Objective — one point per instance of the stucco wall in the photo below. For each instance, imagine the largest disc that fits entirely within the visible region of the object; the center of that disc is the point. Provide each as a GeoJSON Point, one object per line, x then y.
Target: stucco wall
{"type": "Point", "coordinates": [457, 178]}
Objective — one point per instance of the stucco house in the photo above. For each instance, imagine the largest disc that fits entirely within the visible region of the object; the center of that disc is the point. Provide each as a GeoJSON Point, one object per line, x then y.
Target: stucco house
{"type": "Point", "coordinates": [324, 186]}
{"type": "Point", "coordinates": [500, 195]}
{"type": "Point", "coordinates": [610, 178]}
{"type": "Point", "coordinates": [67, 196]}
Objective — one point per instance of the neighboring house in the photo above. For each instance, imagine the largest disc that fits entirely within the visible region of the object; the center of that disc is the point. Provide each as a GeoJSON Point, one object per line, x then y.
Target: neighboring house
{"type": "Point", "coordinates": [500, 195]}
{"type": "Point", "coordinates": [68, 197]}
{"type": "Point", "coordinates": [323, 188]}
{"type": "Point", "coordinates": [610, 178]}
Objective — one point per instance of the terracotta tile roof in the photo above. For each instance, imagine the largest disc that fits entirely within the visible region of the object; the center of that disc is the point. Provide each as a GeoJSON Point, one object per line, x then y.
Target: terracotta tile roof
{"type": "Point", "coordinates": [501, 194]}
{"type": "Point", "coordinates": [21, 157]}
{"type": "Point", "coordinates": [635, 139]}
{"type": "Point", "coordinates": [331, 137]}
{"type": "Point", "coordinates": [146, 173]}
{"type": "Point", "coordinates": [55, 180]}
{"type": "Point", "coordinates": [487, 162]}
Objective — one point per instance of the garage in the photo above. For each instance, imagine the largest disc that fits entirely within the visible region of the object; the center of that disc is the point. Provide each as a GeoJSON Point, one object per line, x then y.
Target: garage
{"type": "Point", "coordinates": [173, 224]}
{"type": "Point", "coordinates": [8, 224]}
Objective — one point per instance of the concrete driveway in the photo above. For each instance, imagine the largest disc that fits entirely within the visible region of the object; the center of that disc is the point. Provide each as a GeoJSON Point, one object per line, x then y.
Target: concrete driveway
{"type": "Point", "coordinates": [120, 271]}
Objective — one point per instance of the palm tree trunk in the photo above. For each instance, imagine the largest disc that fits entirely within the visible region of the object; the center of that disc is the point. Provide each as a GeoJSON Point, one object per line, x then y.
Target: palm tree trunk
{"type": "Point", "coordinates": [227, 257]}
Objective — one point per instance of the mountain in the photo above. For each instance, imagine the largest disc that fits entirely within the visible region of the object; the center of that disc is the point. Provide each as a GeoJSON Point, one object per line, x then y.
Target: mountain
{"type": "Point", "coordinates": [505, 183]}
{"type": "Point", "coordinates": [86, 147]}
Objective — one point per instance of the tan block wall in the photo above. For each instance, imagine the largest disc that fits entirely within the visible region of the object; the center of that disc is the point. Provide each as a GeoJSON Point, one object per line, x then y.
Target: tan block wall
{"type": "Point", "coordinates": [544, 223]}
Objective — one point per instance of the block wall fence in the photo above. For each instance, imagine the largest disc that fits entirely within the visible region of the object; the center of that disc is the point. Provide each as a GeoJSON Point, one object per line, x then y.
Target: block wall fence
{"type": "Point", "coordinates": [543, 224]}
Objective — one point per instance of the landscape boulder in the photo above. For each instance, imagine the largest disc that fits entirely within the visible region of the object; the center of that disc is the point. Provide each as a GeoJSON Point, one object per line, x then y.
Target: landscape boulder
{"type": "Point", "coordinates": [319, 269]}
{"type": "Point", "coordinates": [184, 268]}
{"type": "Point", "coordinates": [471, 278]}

-----

▸ EXERCISE INSTRUCTIONS
The material above should be returned exactly, in full.

▸ EXPECTED OUTPUT
Objective — one point per instance of the stucco wall in the photo below. For each instance, imagine the largest disc that fits entirely within the visible region of the object; the center of that disc is the point. Provide each as a GeoJSON Point, one object per line, x then y.
Target: stucco wall
{"type": "Point", "coordinates": [457, 178]}
Objective — one point per instance of the stucco house in the photo above. For each instance, imagine the largest disc that fits entirely within the visible region of the object; the center of that disc is the point. Provide each as a GeoJSON Point, one object per line, x then y.
Target: stucco house
{"type": "Point", "coordinates": [324, 186]}
{"type": "Point", "coordinates": [500, 195]}
{"type": "Point", "coordinates": [610, 178]}
{"type": "Point", "coordinates": [67, 196]}
Objective — one point per instance of the neighboring house in the photo above. For each instance, imagine the largest disc that fits entirely within the visible region of the object; the center of that disc is the point. Provide each as a GeoJSON Point, one object per line, x then y.
Target: neighboring house
{"type": "Point", "coordinates": [500, 195]}
{"type": "Point", "coordinates": [68, 197]}
{"type": "Point", "coordinates": [323, 188]}
{"type": "Point", "coordinates": [610, 178]}
Objective — one point per instance of the terracotta tile roof in the photo above. For each instance, imagine the largest disc that fits entirely within the visible region of the object; the center of that disc is the point. Provide each as a GeoJSON Point, one object per line, x then y.
Target: terracotta tile roof
{"type": "Point", "coordinates": [501, 194]}
{"type": "Point", "coordinates": [21, 157]}
{"type": "Point", "coordinates": [635, 139]}
{"type": "Point", "coordinates": [331, 137]}
{"type": "Point", "coordinates": [146, 173]}
{"type": "Point", "coordinates": [55, 180]}
{"type": "Point", "coordinates": [487, 162]}
Objective — one point per instance of the garage in the photo above. For each instance, imagine the largest disc that fits entirely within the visible region of the object; the center of that disc is the point. Provide each as a GeoJSON Point, one object per line, x then y.
Target: garage
{"type": "Point", "coordinates": [173, 224]}
{"type": "Point", "coordinates": [8, 224]}
Objective — one point per instance of the concrete driveway in the photo above. For each instance, imagine the largest disc that fits entirely within the visible region of the object; the center of that disc is the point. Provide each as a GeoJSON Point, one object per line, x then y.
Target: concrete driveway
{"type": "Point", "coordinates": [120, 271]}
Objective — one point per instance of the palm tree trunk in the photo above. For each instance, imagine the largest disc that fits entirely within the visible region of the object; the center of that disc is the point. Provide each as a GeoJSON Point, one object per line, x then y.
Target: palm tree trunk
{"type": "Point", "coordinates": [227, 257]}
Objective — one point per instance of the mountain in the photo above. For each instance, imagine the largest disc that fits entirely within the visible region of the object; the center of that disc is the point. Provide each as a GeoJSON Point, one object per line, x then y.
Target: mountain
{"type": "Point", "coordinates": [505, 183]}
{"type": "Point", "coordinates": [86, 147]}
Objective — one point per instance of the tan block wall in the photo above. For each instance, imagine the largest disc that fits entirely within the visible region of the object; the center of that disc is the point. Provide each as a GeoJSON Point, one object per line, x then y.
Target: tan block wall
{"type": "Point", "coordinates": [544, 223]}
Objective — one point per instance of the block wall fence in the photo above. For each instance, imagine the largest disc that fits entirely within the visible region of the object; the center of that disc is the point. Provide each as a GeoJSON Point, one object per line, x then y.
Target: block wall fence
{"type": "Point", "coordinates": [543, 224]}
Objective — one point per instance of the landscape boulder in the photo above. For each instance, imagine the largest disc that fits entirely within the visible region of the object; the center of that disc is the point. Provide each as a GeoJSON Point, one object per line, x then y.
Target: landscape boulder
{"type": "Point", "coordinates": [319, 269]}
{"type": "Point", "coordinates": [184, 268]}
{"type": "Point", "coordinates": [471, 278]}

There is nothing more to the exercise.